WORK ITEM =>
For each line of the data below, test for "water". Report only the number of lines that pass.

Referring expression pointing data =>
►

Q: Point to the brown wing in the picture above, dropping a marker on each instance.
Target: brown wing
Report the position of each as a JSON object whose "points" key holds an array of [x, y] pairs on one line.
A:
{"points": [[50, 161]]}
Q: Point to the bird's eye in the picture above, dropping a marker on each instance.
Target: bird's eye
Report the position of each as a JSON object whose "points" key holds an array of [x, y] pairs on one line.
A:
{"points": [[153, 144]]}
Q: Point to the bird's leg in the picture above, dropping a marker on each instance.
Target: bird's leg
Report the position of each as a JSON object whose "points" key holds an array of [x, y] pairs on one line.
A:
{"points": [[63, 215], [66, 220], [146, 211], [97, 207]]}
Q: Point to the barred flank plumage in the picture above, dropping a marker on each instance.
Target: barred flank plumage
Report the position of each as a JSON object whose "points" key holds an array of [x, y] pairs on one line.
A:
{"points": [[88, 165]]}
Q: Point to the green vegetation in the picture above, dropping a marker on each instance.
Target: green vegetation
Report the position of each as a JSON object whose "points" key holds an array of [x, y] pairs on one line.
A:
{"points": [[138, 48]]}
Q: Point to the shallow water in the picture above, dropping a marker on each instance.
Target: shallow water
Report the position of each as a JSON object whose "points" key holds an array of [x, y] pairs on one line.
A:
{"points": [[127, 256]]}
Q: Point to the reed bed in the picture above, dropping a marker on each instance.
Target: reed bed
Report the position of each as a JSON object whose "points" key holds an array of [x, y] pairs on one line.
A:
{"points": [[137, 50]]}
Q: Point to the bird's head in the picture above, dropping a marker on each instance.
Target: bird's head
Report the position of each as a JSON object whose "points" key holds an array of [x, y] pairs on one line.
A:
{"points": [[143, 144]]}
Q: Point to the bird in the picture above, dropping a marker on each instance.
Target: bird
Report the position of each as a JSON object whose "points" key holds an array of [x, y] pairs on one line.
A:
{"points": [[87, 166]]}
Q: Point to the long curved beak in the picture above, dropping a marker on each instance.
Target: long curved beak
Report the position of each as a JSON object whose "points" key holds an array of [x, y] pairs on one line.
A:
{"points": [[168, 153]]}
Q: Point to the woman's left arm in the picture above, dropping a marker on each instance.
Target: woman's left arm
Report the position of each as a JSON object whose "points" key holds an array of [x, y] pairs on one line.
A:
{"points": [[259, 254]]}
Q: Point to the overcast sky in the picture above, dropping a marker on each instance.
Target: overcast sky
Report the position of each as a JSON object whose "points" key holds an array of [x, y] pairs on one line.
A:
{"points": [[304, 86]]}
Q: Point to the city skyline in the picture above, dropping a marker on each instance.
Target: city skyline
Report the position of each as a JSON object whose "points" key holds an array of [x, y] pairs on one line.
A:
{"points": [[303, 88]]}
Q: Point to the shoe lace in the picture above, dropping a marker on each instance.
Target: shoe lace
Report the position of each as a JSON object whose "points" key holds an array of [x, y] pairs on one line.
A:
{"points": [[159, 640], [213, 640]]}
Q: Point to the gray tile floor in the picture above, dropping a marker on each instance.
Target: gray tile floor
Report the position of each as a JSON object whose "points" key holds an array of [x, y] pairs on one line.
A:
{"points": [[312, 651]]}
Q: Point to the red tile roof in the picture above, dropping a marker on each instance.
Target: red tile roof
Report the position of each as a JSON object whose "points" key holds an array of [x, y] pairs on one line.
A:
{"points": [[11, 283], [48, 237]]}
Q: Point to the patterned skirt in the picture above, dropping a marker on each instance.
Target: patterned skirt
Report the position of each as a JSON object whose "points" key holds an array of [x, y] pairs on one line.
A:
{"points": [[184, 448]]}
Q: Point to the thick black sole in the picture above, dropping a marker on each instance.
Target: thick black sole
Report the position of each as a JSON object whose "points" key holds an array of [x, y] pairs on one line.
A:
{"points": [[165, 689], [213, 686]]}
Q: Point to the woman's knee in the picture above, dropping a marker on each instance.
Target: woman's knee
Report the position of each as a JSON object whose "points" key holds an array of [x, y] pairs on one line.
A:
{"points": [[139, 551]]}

◄
►

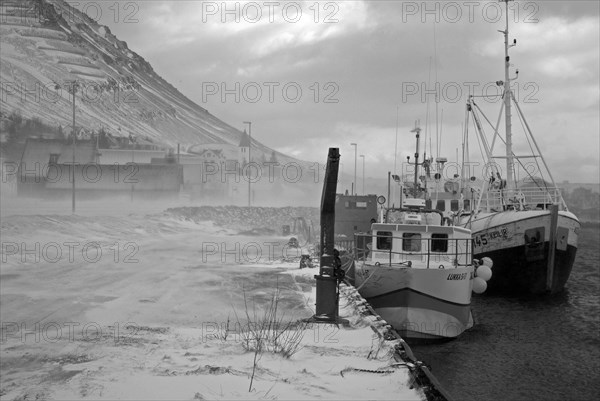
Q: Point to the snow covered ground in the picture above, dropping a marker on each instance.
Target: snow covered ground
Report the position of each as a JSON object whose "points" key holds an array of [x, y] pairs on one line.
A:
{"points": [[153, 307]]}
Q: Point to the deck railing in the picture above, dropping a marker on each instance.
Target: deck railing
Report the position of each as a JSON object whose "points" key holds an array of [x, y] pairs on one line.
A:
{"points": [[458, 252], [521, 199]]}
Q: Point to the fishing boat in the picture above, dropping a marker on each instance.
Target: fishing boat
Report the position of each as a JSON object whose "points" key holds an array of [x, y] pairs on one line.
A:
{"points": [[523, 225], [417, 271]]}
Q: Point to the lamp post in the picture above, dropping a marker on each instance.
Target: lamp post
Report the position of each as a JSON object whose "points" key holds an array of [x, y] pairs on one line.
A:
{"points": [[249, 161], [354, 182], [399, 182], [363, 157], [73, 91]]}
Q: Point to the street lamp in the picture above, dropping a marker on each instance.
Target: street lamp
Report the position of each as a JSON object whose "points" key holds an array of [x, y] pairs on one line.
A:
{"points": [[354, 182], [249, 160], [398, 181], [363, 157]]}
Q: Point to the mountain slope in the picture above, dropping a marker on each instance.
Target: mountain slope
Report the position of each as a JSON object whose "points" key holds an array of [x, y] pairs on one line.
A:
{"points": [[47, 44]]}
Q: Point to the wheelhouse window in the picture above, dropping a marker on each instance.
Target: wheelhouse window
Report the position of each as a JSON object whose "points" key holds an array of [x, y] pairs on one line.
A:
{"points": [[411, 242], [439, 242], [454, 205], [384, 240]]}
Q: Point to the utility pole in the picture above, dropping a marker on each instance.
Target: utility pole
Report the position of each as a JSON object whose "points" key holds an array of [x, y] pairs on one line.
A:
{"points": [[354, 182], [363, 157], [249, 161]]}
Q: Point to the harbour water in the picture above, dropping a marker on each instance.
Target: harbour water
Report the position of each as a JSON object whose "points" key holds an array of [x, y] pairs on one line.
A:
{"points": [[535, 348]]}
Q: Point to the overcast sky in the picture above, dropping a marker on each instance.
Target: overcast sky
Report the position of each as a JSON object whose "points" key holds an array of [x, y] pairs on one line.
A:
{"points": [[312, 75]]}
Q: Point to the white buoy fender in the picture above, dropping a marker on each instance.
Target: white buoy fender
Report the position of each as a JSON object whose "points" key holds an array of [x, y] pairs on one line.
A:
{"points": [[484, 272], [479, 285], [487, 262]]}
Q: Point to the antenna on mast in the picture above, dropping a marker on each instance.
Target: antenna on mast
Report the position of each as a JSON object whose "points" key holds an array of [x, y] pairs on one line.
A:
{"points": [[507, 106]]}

◄

TASK OUTPUT =>
4